* begin Text segment *
"""
Load the article corpus into Elasticsearch with the kazsearch_stem analyzer.

Creates an index 'articles' with two analyzers:
  - kazakh_kazsearch: standard tokenizer + lowercase + kazsearch_stem
  - kazakh_standard: standard tokenizer + lowercase (no stemming, baseline)

Usage:
    python3 eval/load_corpus_es.py [--input data/corpus/articles.jsonl]
                                   [--es-url http://localhost:9200]
"""
from __future__ import annotations

import argparse
import json
import sys
import time
import urllib.request
import urllib.error
from pathlib import Path

INDEX = "articles"
BATCH_SIZE = 100


def es_request(url: str, method: str = "GET", body: dict | list | None = None,
               expected: set[int] | None = None) -> dict | None:
    if expected is None:
        expected = {200}
    data = json.dumps(body).encode("utf-8") if body is not None else None
    req = urllib.request.Request(url, data=data, method=method)
    req.add_header("Content-Type", "application/json")
    try:
        with urllib.request.urlopen(req, timeout=60) as resp:
            return json.loads(resp.read())
    except urllib.error.HTTPError as e:
        if e.code in expected:
            return json.loads(e.read())
        raise


def wait_for_es(base_url: str, timeout: int = 120):
    print(f"Waiting for Elasticsearch at {base_url}...", end="", flush=True)
    deadline = time.monotonic() + timeout
    while time.monotonic() < deadline:
        try:
            resp = es_request(f"{base_url}/_cluster/health")
            if resp and resp.get("status") in ("yellow", "green"):
                print(" ready.")
                return
        except Exception:
            pass
        time.sleep(2)
        print(".", end="", flush=True)
    sys.exit("\nElasticsearch did not become ready in time.")


def create_index(base_url: str):
    es_request(f"{base_url}/{INDEX}", method="DELETE", expected={200, 404})

    settings = {
        "settings": {
            "number_of_shards": 1,
            "number_of_replicas": 0,
            "analysis": {
                "filter": {
                    "kaz_stem": {"type": "kazsearch_stem"}
                },
                "analyzer": {
                    "kazakh_kazsearch": {
                        "type": "custom",
                        "tokenizer": "standard",
                        "filter": ["lowercase", "kaz_stem"]
                    },
                    "kazakh_standard": {
                        "type": "custom",
                        "tokenizer": "standard",
                        "filter": ["lowercase"]
                    }
                }
            }
        },
        "mappings": {
            "properties": {
                "url": {"type": "keyword"},
                "title": {
                    "type": "text",
                    "analyzer": "kazakh_kazsearch",
                    "fields": {
                        "standard": {
                            "type": "text",
                            "analyzer": "kazakh_standard"
* end Text segment *
* begin Listing *
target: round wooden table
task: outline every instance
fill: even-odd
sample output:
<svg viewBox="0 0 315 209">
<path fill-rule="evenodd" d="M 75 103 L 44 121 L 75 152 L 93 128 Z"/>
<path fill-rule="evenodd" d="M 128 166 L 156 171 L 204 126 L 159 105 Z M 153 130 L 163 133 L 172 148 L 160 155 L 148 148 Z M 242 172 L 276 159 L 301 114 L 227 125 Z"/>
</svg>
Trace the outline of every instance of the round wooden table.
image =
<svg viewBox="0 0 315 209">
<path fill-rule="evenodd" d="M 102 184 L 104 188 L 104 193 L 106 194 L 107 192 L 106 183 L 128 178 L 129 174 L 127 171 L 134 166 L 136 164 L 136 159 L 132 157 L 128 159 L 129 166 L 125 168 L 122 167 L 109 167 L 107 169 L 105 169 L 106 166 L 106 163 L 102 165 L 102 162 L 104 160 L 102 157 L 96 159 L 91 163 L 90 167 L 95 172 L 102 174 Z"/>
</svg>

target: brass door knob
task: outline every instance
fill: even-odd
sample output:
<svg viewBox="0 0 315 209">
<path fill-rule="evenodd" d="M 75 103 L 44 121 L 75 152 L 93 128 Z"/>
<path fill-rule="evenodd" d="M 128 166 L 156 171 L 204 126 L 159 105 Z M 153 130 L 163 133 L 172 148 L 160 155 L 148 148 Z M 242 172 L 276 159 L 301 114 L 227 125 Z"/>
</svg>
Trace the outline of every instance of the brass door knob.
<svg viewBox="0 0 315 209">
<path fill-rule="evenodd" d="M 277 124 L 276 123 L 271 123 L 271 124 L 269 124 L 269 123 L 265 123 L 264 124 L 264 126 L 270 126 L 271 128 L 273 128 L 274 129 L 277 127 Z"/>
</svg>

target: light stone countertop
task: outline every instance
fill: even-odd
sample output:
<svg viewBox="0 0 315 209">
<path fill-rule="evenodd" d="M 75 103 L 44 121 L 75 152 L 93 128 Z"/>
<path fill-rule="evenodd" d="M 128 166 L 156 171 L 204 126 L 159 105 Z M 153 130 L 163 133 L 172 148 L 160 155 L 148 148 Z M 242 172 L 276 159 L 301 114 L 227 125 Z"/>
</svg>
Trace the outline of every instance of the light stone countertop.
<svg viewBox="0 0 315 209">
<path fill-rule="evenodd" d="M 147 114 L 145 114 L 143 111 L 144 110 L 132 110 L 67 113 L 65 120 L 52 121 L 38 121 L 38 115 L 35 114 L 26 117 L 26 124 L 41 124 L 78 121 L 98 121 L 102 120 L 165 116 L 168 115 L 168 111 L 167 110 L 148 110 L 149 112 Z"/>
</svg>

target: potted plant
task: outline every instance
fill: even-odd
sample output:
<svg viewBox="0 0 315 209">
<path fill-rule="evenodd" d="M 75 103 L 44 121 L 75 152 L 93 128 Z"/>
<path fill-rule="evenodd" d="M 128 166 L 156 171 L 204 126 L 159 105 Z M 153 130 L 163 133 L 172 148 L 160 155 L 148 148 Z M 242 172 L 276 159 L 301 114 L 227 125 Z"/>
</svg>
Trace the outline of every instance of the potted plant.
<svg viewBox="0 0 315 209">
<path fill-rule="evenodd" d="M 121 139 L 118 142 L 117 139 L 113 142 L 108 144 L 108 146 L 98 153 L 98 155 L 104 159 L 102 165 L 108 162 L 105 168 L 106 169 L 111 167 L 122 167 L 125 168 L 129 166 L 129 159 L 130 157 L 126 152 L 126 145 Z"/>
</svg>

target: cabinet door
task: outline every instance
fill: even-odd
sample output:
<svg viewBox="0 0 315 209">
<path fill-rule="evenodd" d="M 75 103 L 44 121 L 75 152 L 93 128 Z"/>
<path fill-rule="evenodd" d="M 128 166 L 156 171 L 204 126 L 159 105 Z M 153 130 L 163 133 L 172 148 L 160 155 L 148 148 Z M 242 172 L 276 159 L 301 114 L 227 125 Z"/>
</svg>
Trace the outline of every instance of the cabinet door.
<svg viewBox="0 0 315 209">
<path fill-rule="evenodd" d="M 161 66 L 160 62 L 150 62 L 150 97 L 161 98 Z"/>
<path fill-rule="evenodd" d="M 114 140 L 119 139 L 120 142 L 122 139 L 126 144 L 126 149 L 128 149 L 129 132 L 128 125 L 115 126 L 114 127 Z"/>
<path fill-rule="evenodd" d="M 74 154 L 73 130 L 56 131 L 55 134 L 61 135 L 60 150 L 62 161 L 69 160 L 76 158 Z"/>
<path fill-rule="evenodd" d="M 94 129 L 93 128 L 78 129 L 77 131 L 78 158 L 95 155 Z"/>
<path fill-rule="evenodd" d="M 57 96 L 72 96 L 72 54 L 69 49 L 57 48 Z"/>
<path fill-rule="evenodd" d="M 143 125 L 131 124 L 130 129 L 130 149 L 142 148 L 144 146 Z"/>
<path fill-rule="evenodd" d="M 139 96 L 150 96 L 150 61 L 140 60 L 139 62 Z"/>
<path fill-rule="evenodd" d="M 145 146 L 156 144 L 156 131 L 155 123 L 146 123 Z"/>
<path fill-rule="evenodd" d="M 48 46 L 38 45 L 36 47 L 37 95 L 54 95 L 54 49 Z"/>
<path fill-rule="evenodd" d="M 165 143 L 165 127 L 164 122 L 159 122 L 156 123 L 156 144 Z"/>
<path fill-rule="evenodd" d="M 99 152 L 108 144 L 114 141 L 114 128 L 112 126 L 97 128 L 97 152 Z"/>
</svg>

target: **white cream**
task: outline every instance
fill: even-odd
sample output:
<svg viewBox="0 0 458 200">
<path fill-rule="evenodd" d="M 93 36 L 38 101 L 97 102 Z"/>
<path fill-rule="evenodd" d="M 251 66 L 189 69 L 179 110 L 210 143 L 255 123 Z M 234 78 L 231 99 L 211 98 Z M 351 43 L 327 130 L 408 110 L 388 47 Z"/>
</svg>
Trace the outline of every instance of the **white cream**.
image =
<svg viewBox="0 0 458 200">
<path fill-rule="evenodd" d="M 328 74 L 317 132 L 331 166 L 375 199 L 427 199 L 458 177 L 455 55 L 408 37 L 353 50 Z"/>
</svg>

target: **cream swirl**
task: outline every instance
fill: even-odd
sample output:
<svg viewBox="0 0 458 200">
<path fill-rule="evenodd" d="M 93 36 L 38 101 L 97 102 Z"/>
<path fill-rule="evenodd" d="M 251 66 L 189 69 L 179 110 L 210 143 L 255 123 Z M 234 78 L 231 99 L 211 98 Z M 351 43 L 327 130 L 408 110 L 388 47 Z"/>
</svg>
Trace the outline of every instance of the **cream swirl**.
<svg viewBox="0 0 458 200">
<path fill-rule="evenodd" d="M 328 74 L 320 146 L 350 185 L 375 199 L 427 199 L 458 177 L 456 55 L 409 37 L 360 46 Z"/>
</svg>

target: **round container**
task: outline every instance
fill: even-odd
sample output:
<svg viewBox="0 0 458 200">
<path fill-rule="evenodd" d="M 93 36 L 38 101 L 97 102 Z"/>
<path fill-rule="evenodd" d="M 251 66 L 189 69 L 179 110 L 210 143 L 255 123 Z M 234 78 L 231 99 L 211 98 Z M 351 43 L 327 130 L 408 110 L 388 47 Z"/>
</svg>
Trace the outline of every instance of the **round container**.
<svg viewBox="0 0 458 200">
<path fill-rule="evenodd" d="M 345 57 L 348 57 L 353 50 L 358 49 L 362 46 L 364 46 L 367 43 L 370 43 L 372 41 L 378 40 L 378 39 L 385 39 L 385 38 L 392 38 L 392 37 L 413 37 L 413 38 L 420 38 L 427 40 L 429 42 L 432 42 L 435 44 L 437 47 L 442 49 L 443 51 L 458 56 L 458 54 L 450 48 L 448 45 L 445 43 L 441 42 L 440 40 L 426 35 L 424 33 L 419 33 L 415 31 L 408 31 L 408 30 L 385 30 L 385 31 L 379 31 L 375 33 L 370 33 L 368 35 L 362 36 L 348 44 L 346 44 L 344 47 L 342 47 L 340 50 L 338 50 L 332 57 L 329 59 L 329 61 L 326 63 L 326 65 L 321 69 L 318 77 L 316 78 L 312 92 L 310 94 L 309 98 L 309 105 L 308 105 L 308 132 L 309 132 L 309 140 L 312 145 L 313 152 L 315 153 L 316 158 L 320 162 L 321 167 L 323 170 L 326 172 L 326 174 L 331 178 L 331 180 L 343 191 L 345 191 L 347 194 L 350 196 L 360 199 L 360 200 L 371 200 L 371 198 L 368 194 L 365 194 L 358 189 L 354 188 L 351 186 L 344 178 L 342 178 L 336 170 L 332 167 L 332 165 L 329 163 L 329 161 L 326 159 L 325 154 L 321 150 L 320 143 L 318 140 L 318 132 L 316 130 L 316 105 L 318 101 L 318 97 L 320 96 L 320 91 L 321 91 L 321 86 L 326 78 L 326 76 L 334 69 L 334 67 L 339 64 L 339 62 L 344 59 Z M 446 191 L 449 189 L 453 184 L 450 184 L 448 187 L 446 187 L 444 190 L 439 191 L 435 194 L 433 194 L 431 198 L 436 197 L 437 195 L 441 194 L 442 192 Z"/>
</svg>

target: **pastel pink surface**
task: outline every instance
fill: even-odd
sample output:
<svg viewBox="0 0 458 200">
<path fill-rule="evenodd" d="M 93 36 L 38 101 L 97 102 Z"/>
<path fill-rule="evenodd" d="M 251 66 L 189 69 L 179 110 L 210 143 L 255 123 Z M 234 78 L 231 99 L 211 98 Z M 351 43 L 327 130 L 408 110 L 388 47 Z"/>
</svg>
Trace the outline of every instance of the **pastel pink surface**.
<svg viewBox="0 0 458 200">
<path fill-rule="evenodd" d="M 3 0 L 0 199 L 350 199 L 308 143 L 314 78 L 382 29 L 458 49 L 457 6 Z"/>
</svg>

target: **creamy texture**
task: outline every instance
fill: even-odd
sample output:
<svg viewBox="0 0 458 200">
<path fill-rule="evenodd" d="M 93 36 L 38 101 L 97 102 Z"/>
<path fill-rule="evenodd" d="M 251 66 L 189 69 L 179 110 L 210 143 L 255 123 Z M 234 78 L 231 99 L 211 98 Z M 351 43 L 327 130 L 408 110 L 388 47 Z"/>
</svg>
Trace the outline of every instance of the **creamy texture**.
* end Listing *
List every module that the Elasticsearch corpus-loading script above brings in with a plain "import" statement, leaving out lines that begin with "from".

* **Exercise solution**:
argparse
json
sys
time
urllib.request
urllib.error